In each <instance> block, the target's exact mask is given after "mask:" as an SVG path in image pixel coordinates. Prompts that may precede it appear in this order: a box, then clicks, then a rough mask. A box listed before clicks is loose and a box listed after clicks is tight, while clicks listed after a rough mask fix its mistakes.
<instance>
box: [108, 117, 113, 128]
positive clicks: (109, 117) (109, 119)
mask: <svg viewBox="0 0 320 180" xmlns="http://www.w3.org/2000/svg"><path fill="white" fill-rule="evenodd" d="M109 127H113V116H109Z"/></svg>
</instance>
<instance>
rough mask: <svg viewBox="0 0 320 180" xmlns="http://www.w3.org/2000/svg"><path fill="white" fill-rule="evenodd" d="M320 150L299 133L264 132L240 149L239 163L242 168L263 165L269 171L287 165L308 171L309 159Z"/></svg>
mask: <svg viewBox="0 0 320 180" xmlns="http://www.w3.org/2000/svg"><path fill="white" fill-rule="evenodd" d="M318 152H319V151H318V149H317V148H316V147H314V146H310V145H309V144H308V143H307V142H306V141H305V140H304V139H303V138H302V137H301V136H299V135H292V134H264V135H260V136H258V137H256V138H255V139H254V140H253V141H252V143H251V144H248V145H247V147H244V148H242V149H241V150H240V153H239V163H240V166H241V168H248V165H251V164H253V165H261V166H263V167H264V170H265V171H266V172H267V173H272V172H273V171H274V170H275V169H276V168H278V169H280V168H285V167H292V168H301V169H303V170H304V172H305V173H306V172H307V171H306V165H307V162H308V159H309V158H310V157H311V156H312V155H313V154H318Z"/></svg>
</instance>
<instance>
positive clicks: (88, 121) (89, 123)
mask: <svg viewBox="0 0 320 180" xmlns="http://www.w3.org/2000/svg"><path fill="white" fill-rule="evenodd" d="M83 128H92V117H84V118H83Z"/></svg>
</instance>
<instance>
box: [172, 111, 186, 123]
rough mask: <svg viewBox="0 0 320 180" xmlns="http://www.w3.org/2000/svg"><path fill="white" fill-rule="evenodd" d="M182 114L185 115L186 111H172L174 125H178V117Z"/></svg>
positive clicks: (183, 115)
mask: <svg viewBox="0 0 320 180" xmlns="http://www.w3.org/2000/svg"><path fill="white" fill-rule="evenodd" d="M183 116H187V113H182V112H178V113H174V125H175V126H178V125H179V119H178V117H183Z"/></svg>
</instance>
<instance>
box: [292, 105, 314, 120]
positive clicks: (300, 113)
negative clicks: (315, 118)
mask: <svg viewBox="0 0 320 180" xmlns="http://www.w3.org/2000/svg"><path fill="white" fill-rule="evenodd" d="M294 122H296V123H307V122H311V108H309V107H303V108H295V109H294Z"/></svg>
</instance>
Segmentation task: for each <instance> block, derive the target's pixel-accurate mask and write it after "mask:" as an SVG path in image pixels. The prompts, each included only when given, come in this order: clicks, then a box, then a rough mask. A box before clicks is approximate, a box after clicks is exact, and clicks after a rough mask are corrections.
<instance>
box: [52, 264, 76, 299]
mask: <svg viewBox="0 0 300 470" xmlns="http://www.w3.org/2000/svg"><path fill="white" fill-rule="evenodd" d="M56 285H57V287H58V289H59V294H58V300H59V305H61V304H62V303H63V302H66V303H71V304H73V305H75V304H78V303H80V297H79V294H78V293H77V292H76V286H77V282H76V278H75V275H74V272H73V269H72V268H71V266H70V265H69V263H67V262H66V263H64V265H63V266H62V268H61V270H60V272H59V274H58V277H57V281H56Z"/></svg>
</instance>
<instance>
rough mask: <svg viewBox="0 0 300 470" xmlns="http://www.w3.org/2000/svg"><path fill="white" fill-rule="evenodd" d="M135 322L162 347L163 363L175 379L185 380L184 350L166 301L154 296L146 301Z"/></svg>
· · · · · · ·
**What needs to be done**
Print every line of the records above without a single difference.

**Answer to this problem**
In each <instance> block, the target's exact mask is given after "mask:" as an SVG path in image pixel coordinates. Prompts that may precede it appear in this order: a box, then clicks, then a rough mask. A box listed before clicks is loose and a box listed after clicks is tight, while clicks listed after a rough mask fix its mistakes.
<instance>
box: [108, 117, 113, 128]
positive clicks: (109, 117) (109, 119)
mask: <svg viewBox="0 0 320 180" xmlns="http://www.w3.org/2000/svg"><path fill="white" fill-rule="evenodd" d="M109 127H113V116H109Z"/></svg>
</instance>
<instance>
rough mask: <svg viewBox="0 0 320 180" xmlns="http://www.w3.org/2000/svg"><path fill="white" fill-rule="evenodd" d="M320 150L299 133L264 132L240 149L239 163L242 168L263 165L269 171L287 165L308 171L309 159Z"/></svg>
mask: <svg viewBox="0 0 320 180" xmlns="http://www.w3.org/2000/svg"><path fill="white" fill-rule="evenodd" d="M318 152H319V151H318V149H317V148H316V147H314V146H310V145H309V144H308V143H307V142H306V141H305V140H304V139H303V138H302V137H301V136H299V135H292V134H264V135H260V136H258V137H256V138H255V139H254V140H253V141H252V143H251V144H248V145H247V147H244V148H242V149H241V150H240V153H239V163H240V166H241V168H248V165H251V164H253V165H261V166H263V167H264V170H265V171H266V172H267V173H272V172H273V171H274V170H275V169H276V168H278V169H280V168H285V167H292V168H301V169H303V170H304V172H305V173H306V172H307V171H306V165H307V162H308V159H309V158H310V157H311V156H312V155H313V154H318Z"/></svg>
</instance>
<instance>
positive clicks: (88, 121) (89, 123)
mask: <svg viewBox="0 0 320 180" xmlns="http://www.w3.org/2000/svg"><path fill="white" fill-rule="evenodd" d="M83 128H92V117H84V118H83Z"/></svg>
</instance>
<instance>
box: [172, 111, 186, 123]
rough mask: <svg viewBox="0 0 320 180" xmlns="http://www.w3.org/2000/svg"><path fill="white" fill-rule="evenodd" d="M182 114L185 115L186 111H172L174 125H178V117Z"/></svg>
positive clicks: (183, 115)
mask: <svg viewBox="0 0 320 180" xmlns="http://www.w3.org/2000/svg"><path fill="white" fill-rule="evenodd" d="M183 116H187V113H182V112H178V113H174V125H175V126H178V125H179V119H178V117H183Z"/></svg>
</instance>
<instance>
box: [292, 105, 314, 120]
positive clicks: (300, 113)
negative clicks: (315, 118)
mask: <svg viewBox="0 0 320 180" xmlns="http://www.w3.org/2000/svg"><path fill="white" fill-rule="evenodd" d="M294 122H296V123H307V122H311V108H309V107H303V108H295V109H294Z"/></svg>
</instance>
Segmentation task: for each <instance> block, derive the target's pixel-accurate mask and write it after "mask:" as an SVG path in image pixels. The prompts, each included only when given, come in this order: clicks, then a box, then a rough mask. A box before clicks is approximate, a box after clicks is exact, and clicks after a rough mask are corrections.
<instance>
box: [52, 264, 76, 299]
mask: <svg viewBox="0 0 300 470" xmlns="http://www.w3.org/2000/svg"><path fill="white" fill-rule="evenodd" d="M56 285H57V287H58V289H59V294H58V300H59V305H61V304H62V303H63V302H66V303H71V304H73V305H75V304H78V303H80V297H79V294H78V293H77V292H76V286H77V282H76V278H75V275H74V272H73V269H72V268H71V266H70V265H69V263H67V262H66V263H64V265H63V266H62V268H61V270H60V272H59V274H58V277H57V281H56Z"/></svg>
</instance>
<instance>
rough mask: <svg viewBox="0 0 300 470" xmlns="http://www.w3.org/2000/svg"><path fill="white" fill-rule="evenodd" d="M135 322L162 347L163 363L175 379L185 380L184 350L166 301L154 296L146 301Z"/></svg>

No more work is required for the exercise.